• **WHAT IS NEEDED**: The lines from the one holding "x=437, y=67" through the end of the records below are to be written out exactly, and nothing else; pictures are to be left out.

• **SUPPLIED DATA**:

____

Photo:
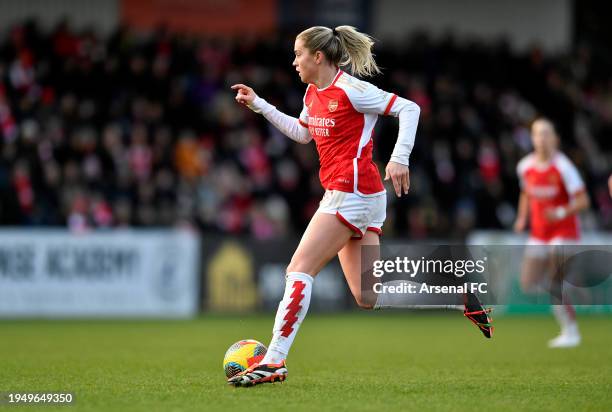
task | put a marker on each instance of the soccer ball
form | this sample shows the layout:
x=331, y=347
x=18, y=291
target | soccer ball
x=241, y=355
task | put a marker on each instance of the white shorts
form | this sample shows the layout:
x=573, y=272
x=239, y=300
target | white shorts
x=539, y=248
x=359, y=213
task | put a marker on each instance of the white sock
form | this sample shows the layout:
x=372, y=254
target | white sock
x=566, y=318
x=291, y=312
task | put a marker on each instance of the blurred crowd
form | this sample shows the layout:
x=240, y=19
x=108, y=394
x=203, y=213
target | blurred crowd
x=142, y=130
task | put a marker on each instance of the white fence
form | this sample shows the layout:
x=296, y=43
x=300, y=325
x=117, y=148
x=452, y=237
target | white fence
x=131, y=273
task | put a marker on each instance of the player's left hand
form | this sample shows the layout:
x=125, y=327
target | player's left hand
x=400, y=176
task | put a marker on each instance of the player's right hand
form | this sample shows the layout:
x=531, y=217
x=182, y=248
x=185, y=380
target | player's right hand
x=245, y=94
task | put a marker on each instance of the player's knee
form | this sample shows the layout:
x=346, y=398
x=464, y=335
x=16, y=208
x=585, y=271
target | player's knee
x=301, y=267
x=363, y=303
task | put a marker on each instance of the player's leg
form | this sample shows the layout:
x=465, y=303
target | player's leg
x=562, y=308
x=323, y=238
x=355, y=264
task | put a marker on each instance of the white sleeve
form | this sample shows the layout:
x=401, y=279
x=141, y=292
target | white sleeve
x=570, y=175
x=289, y=126
x=367, y=98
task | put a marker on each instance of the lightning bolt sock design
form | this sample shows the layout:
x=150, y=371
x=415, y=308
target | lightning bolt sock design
x=291, y=312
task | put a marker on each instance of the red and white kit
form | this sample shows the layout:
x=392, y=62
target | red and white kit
x=549, y=186
x=341, y=119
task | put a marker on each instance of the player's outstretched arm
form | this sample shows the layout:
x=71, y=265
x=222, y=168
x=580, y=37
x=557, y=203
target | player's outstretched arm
x=288, y=125
x=397, y=169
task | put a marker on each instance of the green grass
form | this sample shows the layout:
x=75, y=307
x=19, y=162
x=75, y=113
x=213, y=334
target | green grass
x=355, y=361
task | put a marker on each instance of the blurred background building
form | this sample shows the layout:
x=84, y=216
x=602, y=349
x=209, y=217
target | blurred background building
x=118, y=113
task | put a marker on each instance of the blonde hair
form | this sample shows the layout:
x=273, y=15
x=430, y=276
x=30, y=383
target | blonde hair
x=343, y=46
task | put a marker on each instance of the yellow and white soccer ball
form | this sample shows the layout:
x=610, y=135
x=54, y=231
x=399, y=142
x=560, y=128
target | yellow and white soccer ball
x=241, y=355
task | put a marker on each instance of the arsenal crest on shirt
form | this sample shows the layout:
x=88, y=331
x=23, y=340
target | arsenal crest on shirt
x=332, y=105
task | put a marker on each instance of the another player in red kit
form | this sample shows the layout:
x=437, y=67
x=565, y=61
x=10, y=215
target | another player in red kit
x=552, y=193
x=339, y=113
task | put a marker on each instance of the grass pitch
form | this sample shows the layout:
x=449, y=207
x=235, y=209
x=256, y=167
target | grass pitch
x=352, y=362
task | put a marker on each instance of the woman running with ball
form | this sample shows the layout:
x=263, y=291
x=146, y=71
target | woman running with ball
x=339, y=113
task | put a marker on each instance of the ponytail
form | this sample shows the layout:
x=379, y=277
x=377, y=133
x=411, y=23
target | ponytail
x=343, y=46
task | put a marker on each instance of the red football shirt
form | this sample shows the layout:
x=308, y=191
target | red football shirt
x=548, y=186
x=341, y=119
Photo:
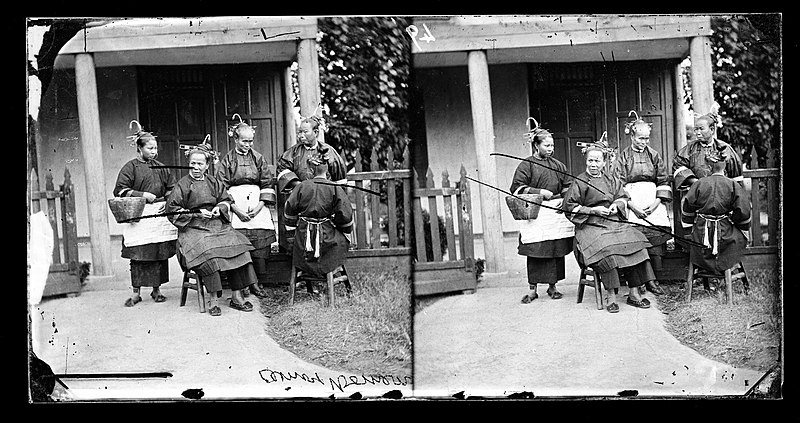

____

• **EXPECTED ANSWER**:
x=437, y=67
x=565, y=61
x=10, y=215
target | another player in red kit
x=552, y=193
x=339, y=113
task | put a marker on each instance of the grass pitch
form | this sample shows the layout:
x=449, y=207
x=235, y=209
x=256, y=167
target | grass pitch
x=352, y=362
task | put a marker on each instance of the woman running with ball
form | this sample shows the layout:
x=263, y=291
x=146, y=71
target | woman running with ball
x=339, y=113
task | put a marker on each instance of the ponytail
form | this sample shows the layout:
x=379, y=277
x=377, y=133
x=411, y=23
target | ponytail
x=343, y=46
task | put a marker on each instance of the red football shirt
form | this sample shows the layout:
x=308, y=191
target | red football shirt
x=548, y=186
x=341, y=119
Photo:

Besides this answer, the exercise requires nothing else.